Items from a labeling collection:
-- Start --
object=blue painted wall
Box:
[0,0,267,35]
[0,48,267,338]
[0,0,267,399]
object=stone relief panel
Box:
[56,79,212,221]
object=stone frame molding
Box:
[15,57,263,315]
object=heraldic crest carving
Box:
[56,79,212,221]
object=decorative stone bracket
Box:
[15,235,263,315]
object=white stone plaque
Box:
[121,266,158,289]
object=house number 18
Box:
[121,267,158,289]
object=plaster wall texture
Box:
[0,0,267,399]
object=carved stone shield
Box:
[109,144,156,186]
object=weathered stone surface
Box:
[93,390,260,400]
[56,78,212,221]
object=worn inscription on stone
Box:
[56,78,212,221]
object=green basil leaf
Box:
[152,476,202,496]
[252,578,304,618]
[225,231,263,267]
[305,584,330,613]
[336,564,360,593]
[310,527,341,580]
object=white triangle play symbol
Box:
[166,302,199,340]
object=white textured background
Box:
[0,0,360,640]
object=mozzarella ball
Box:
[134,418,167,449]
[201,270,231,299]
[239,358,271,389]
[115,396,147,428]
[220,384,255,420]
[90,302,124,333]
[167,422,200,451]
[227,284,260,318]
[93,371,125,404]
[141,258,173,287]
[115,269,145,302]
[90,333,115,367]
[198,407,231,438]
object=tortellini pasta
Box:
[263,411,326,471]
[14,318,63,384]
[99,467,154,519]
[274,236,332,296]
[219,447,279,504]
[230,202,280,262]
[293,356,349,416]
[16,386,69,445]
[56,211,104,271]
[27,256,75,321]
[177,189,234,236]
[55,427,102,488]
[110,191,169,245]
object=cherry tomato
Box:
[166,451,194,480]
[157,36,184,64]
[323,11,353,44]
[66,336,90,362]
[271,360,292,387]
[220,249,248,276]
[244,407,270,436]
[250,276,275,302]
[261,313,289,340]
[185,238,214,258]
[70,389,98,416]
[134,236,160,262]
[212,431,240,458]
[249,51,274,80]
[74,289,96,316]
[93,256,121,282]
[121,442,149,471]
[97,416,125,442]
-- End --
WHAT IS EXPECTED:
Reproduce the records above with "granite" substituted for every "stone", keeping everything else unchanged.

EXERCISE RESULT:
object=blue painted wall
Box:
[0,0,267,35]
[0,48,267,338]
[0,0,267,399]
object=granite relief panel
Box:
[56,79,212,221]
object=granite frame molding
Box:
[15,57,263,315]
object=heraldic crest carving
Box:
[56,79,212,221]
object=decorative granite bracket
Box:
[15,235,263,315]
object=white granite plaque
Box:
[121,266,158,289]
object=house number 18
Box:
[121,267,158,289]
object=plaster wall texture
Box:
[0,0,267,399]
object=carved granite shield
Box:
[109,144,156,186]
object=weathered granite surface
Box:
[93,390,260,400]
[56,78,212,221]
object=worn inscription on granite
Box:
[56,78,212,221]
object=green basil leaf
Box:
[152,476,202,496]
[252,578,304,618]
[225,231,263,267]
[305,584,330,613]
[336,564,360,593]
[310,527,341,580]
object=white triangle play symbol
Box:
[166,302,199,340]
object=white textured background
Box:
[0,0,360,640]
object=mozzarella ball
Box:
[134,418,167,449]
[201,270,231,299]
[239,358,271,389]
[115,396,147,428]
[220,384,255,420]
[90,302,124,333]
[167,422,200,451]
[227,284,260,318]
[93,371,125,404]
[141,258,173,287]
[115,269,145,302]
[90,333,115,367]
[198,407,231,438]
object=tortellini pasta
Box:
[263,411,326,471]
[14,318,63,384]
[99,467,154,519]
[274,236,332,296]
[219,447,279,504]
[230,202,280,262]
[293,356,349,416]
[16,386,69,445]
[56,211,104,271]
[27,256,75,321]
[177,189,234,236]
[55,427,102,488]
[110,191,169,245]
object=cherry tomato
Box:
[166,451,194,480]
[157,36,184,64]
[323,11,353,44]
[66,336,90,362]
[271,360,292,387]
[220,249,248,276]
[244,407,270,436]
[250,276,275,302]
[261,313,289,340]
[185,238,214,258]
[70,389,98,416]
[134,236,160,262]
[212,431,240,458]
[249,51,274,80]
[74,289,96,316]
[93,256,121,282]
[121,442,149,471]
[97,416,125,442]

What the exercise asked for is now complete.